*How to complete this task*
Copy out all of the entries, keeping every word the same.

[Data extracted from a collection]
########
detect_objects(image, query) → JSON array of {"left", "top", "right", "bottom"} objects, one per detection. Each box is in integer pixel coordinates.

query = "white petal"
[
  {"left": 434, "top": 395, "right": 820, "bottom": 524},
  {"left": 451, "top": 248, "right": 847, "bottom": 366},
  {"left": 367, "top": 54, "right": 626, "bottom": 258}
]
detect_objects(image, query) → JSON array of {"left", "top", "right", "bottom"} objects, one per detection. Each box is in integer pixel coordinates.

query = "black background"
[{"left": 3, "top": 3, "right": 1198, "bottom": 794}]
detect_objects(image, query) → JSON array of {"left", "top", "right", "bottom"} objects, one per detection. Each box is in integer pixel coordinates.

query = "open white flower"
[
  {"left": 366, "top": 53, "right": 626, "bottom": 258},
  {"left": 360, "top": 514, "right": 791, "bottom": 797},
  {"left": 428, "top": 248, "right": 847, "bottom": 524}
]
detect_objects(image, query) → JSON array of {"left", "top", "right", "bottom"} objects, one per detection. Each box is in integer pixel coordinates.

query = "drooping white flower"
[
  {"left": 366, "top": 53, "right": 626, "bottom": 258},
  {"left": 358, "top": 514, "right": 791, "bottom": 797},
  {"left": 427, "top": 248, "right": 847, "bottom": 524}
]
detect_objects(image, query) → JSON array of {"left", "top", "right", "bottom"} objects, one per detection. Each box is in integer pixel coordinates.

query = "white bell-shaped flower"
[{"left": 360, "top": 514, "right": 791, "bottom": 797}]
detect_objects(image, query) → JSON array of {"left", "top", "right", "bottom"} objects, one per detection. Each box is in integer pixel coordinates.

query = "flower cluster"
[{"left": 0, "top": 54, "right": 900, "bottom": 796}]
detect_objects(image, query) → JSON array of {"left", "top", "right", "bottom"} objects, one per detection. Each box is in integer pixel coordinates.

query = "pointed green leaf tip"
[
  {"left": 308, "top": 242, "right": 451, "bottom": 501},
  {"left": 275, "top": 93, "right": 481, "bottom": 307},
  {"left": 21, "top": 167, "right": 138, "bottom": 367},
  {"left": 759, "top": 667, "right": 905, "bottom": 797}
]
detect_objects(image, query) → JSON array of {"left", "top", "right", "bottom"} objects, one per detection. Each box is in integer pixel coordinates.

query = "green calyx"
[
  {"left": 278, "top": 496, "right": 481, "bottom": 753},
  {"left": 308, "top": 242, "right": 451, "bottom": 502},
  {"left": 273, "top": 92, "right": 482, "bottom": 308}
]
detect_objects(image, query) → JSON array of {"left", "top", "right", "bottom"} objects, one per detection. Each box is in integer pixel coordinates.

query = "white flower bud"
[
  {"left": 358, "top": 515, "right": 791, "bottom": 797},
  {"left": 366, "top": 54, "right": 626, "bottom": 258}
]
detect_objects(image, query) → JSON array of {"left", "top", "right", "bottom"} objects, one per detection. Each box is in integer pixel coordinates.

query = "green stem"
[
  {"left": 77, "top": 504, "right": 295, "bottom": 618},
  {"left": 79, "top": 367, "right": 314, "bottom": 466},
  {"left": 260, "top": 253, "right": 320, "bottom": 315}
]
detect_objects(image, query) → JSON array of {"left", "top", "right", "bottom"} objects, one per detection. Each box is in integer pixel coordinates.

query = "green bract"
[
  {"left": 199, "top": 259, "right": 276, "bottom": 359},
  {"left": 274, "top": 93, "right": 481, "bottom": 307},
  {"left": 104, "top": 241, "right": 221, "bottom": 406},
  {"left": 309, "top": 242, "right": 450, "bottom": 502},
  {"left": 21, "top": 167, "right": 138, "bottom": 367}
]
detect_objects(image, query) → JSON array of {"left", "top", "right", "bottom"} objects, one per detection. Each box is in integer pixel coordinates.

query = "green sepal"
########
*Task answer*
detect_objects(image, query) → JSON array of {"left", "top", "right", "bottom"} objects, one per detection. Each box is in integer pixel coordinates.

query = "white petal"
[
  {"left": 434, "top": 395, "right": 820, "bottom": 524},
  {"left": 451, "top": 248, "right": 847, "bottom": 366},
  {"left": 367, "top": 54, "right": 626, "bottom": 258}
]
detect_objects(image, query) → JSON array of {"left", "top", "right", "bottom"} objects, one per detection. Each box is in integer pixel coordinates.

query = "black background"
[{"left": 3, "top": 3, "right": 1198, "bottom": 794}]
detect_objects(image, query) → JSON array of {"left", "top", "right", "bottom"} objects, one per detection. Each box is in integer pixel coordinates.

query = "open white flower"
[
  {"left": 366, "top": 53, "right": 626, "bottom": 258},
  {"left": 360, "top": 514, "right": 791, "bottom": 797},
  {"left": 428, "top": 248, "right": 847, "bottom": 524}
]
detect_objects(image, query) → JSON array of {"left", "top", "right", "bottom"} objects, one per detection. Each box is in integer pixel coordinates.

query = "drooping white flower"
[
  {"left": 366, "top": 53, "right": 626, "bottom": 258},
  {"left": 358, "top": 514, "right": 791, "bottom": 797},
  {"left": 427, "top": 248, "right": 847, "bottom": 524}
]
detect_objects(image, query) → JSON array of {"left", "top", "right", "bottom"} objects, one per detection. Each box is in integer pixel coordinates.

query = "white bell-shaped flower"
[{"left": 360, "top": 514, "right": 791, "bottom": 797}]
detect_objects(image, query) → JSON array of {"left", "top", "right", "bottom"} objects, one per detection. Each box is in integer pixel coordinates.

query = "flower cluster"
[{"left": 0, "top": 54, "right": 900, "bottom": 796}]
detect_objects(image, query) → JSON array of {"left", "top", "right", "bottom"} objects, one per detection. Each box is in integer pixel coordinates.

query = "pointed green leaf tip"
[
  {"left": 308, "top": 242, "right": 451, "bottom": 501},
  {"left": 275, "top": 93, "right": 481, "bottom": 307},
  {"left": 21, "top": 167, "right": 138, "bottom": 367},
  {"left": 759, "top": 667, "right": 905, "bottom": 797}
]
detect_objects(image, query) → JSON array of {"left", "top", "right", "bottom"} objects, one per detection. Each box is in integer pixel coordinates.

query = "green calyx"
[
  {"left": 278, "top": 496, "right": 481, "bottom": 753},
  {"left": 308, "top": 242, "right": 451, "bottom": 502},
  {"left": 273, "top": 92, "right": 482, "bottom": 308}
]
detect_objects(image, query) → JSON array of {"left", "top", "right", "bottom"} objects, one per detection. Each box is in integer pixel coordinates.

query = "white flower bud"
[
  {"left": 358, "top": 515, "right": 791, "bottom": 797},
  {"left": 366, "top": 54, "right": 626, "bottom": 258}
]
detect_objects(image, query) → JSON array of {"left", "top", "right", "bottom"} objects, one per detection. Each box is in integer pixel coordinates.

query = "green stem"
[
  {"left": 77, "top": 504, "right": 295, "bottom": 618},
  {"left": 79, "top": 367, "right": 314, "bottom": 466},
  {"left": 260, "top": 253, "right": 320, "bottom": 315}
]
detect_objects(image, query) → JSON array of {"left", "top", "right", "bottom"} objects, one per detection. Each box is in integer pixel coordinates.

query = "green bract"
[
  {"left": 199, "top": 259, "right": 276, "bottom": 359},
  {"left": 274, "top": 93, "right": 481, "bottom": 307},
  {"left": 104, "top": 241, "right": 221, "bottom": 406},
  {"left": 309, "top": 242, "right": 450, "bottom": 502},
  {"left": 21, "top": 167, "right": 138, "bottom": 367}
]
detect_objects(image, query) → JSON array of {"left", "top", "right", "bottom"} objects, one per detection. Each box is in integer pixel coordinates.

query = "green sepal"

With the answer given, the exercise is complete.